### Required work
a) Copy the pandas missing-data tutorial from "missing_percent = (survey.isnull().sum()" up to and including "missing, not importantdf.drop(columns=['col'])", and switch "missing_percent" to "pct_missing" throughout.
b) In the pandas missing-data tutorial, which argument passed to dropna keeps only rows with at least three non-missing values?

🔍 Handling Missing Data

Missing data is like having blank spots in a puzzle - you need to decide whether to fill them in or work around them. Almost every real dataset has missing values, so learning to handle them properly is essential for accurate analysis.

🔍 Identifying Missing Data

First, you need to find where data is missing:

import pandas as pd
import numpy as np

# Customer survey with missing data
survey = pd.DataFrame({
    'customer_id': [1, 2, 3, 4, 5],
    'name': ['Alice', 'Bob', None, 'Diana', 'Eve'],
    'age': [25, None, 35, 28, 32],
    'satisfaction': [4, 5, None, 3, 4],
    'email': ['alice@email.com', 'bob@email.com', '', 'diana@email.com', None]
})

print("📊 Survey Data:")
print(survey)
print()

print("🔍 Finding Missing Data:")
print()

print("1️⃣ Check for missing values:")
print(survey.isnull())
print()

print("2️⃣ Count missing values per column:")
print(survey.isnull().sum())
print()

print("3️⃣ Total missing values:")
print(f"Total missing: {survey.isnull().sum().sum()}")
print()

print("4️⃣ Percentage missing per column:")
missing_percent = (survey.isnull().sum() / len(survey)) * 100
print(missing_percent.round(1))

📋 Missing Data Strategies

Different approaches for different situations:

StrategyWhen to UsePandas Method
Remove RowsFew missing values, lots of data.dropna()
Remove ColumnsColumn mostly missing, not importantdf.drop(columns=['col'])
Fill with ValueClear default makes sense.fillna(value)
Fill Forward/BackwardTime series or sequential data.fillna(method='ffill')
Fill with Mean/MedianNumeric data, want average value.fillna(df['col'].mean())

🗑️ Removing Missing Data

Sometimes the simplest solution is to remove missing data:

import pandas as pd
import numpy as np

# Product reviews with missing data
reviews = pd.DataFrame({
    'product': ['Laptop', 'Mouse', 'Keyboard', 'Monitor', 'Tablet'],
    'rating': [4.5, None, 4.8, 4.2, None],
    'price': [999, 25, 75, None, 450],
    'review_count': [150, 80, 200, 95, 30]
})

print("📊 Product Reviews:")
print(reviews)
print()

print("🗑️ Removing Missing Data:")
print()

print("1️⃣ Remove rows with ANY missing values:")
complete_rows = reviews.dropna()
print(complete_rows)
print(f"Rows: {len(reviews)}{len(complete_rows)}")
print()

print("2️⃣ Remove rows where 'rating' is missing:")
has_rating = reviews.dropna(subset=['rating'])
print(has_rating)
print(f"Rows: {len(reviews)}{len(has_rating)}")
print()

print("3️⃣ Keep rows with at least 3 non-missing values:")
mostly_complete = reviews.dropna(thresh=3)
print(mostly_complete)
print(f"Rows: {len(reviews)}{len(mostly_complete)}")

### Extracted information
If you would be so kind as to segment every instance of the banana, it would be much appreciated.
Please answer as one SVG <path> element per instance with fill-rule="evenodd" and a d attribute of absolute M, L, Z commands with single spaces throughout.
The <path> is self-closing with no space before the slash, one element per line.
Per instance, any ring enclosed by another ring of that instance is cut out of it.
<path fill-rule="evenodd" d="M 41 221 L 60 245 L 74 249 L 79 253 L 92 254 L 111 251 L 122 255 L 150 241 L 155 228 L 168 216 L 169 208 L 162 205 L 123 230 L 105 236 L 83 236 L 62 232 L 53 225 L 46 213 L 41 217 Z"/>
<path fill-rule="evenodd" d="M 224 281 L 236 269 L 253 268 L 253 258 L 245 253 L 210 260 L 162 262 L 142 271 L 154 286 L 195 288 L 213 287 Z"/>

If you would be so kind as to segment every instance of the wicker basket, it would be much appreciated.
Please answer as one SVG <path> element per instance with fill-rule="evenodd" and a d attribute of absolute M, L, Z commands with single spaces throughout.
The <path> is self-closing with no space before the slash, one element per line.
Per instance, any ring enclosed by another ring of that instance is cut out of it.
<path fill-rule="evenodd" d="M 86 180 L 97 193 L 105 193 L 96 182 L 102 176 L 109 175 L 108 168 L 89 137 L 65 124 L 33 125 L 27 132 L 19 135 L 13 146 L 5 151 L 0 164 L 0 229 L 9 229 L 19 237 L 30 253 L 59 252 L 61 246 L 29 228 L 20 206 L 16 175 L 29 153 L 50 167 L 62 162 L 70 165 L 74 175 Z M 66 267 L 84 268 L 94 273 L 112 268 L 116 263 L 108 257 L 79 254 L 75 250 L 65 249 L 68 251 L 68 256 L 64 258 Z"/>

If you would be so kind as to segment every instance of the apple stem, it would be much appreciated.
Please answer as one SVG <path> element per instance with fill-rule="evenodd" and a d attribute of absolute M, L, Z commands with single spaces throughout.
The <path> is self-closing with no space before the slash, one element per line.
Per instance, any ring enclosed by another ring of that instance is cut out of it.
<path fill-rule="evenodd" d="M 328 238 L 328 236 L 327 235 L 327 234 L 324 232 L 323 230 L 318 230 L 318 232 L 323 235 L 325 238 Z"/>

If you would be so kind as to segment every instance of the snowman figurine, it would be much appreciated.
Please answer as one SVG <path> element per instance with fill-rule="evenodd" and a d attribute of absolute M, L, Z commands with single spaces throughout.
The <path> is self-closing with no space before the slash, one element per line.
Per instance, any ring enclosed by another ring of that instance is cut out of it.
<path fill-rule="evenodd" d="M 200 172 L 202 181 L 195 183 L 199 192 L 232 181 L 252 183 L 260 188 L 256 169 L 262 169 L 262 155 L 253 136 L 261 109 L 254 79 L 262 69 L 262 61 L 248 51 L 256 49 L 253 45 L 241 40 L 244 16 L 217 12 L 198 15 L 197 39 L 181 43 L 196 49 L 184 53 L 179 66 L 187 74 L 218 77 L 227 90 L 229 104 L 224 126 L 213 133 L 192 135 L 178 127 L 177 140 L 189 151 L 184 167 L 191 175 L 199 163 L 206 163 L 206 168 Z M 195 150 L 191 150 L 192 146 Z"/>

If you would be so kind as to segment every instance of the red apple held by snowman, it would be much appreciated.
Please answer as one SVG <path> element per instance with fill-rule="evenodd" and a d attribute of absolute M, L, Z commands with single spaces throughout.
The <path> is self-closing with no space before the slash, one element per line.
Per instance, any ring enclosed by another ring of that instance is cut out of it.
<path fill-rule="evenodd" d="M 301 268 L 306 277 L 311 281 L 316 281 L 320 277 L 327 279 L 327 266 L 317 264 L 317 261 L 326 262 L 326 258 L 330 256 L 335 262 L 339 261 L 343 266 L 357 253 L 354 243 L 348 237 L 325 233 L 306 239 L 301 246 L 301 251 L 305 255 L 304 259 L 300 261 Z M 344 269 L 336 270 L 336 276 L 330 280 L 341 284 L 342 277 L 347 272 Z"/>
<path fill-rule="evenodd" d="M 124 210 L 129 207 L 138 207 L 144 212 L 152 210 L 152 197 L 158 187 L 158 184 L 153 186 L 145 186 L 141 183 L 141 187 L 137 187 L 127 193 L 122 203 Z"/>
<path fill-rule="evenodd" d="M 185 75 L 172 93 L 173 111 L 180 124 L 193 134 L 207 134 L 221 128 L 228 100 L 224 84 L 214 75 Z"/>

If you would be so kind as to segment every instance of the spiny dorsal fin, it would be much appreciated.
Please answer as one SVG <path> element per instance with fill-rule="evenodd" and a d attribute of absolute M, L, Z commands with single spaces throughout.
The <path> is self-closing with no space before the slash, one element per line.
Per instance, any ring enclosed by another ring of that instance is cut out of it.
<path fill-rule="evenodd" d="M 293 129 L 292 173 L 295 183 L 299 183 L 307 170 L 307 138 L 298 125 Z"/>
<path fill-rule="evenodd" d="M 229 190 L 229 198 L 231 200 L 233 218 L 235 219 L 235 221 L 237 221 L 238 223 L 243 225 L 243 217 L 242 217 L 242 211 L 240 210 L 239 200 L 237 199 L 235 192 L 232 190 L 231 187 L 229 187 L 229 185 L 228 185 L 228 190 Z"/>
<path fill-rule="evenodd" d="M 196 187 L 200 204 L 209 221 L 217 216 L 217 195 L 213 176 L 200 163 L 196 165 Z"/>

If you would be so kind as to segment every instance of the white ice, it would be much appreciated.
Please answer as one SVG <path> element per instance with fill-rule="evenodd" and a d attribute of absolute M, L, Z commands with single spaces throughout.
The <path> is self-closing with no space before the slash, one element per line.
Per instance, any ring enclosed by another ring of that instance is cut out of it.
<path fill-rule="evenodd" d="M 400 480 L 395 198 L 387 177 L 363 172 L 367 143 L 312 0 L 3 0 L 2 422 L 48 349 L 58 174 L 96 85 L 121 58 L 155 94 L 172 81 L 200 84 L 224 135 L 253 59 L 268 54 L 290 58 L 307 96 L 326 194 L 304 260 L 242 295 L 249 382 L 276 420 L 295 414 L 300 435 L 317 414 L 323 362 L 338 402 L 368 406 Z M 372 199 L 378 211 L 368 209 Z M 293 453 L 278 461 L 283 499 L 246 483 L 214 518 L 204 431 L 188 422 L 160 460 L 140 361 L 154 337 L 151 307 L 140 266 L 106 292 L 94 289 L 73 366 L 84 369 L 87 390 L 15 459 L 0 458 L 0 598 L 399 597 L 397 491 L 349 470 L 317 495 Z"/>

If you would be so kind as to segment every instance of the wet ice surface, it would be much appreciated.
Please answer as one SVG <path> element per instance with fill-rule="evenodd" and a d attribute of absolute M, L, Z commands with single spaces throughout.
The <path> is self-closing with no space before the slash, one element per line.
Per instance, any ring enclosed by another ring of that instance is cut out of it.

### Exercise answers
a)
pct_missing = (survey.isnull().sum() / len(survey)) * 100
print(pct_missing.round(1))

📋 Missing Data Strategies

Different approaches for different situations:

StrategyWhen to UsePandas Method
Remove RowsFew missing values, lots of data.dropna()
Remove ColumnsColumn mostly missing, not importantdf.drop(columns=['col'])

b) thresh=3